Rewrite each of the items below, substituting "reviewer" for every occurrence of "annotator" and leaving all other text as it stands.

══ DATA SECTION ══

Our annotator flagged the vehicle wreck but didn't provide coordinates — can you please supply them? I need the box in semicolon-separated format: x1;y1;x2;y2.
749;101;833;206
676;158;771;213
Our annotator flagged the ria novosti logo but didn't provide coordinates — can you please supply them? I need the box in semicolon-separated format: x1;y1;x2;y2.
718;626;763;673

═══

▸ **COMPLETE OUTPUT**
Our reviewer flagged the vehicle wreck but didn't provide coordinates — can you please supply them? I need the box in semicolon-separated format: x1;y1;x2;y2.
749;101;833;206
676;158;771;213
Our reviewer flagged the ria novosti logo but didn't provide coordinates — can you please supply them? I need the box in semicolon-separated format: x1;y1;x2;y2.
718;626;763;673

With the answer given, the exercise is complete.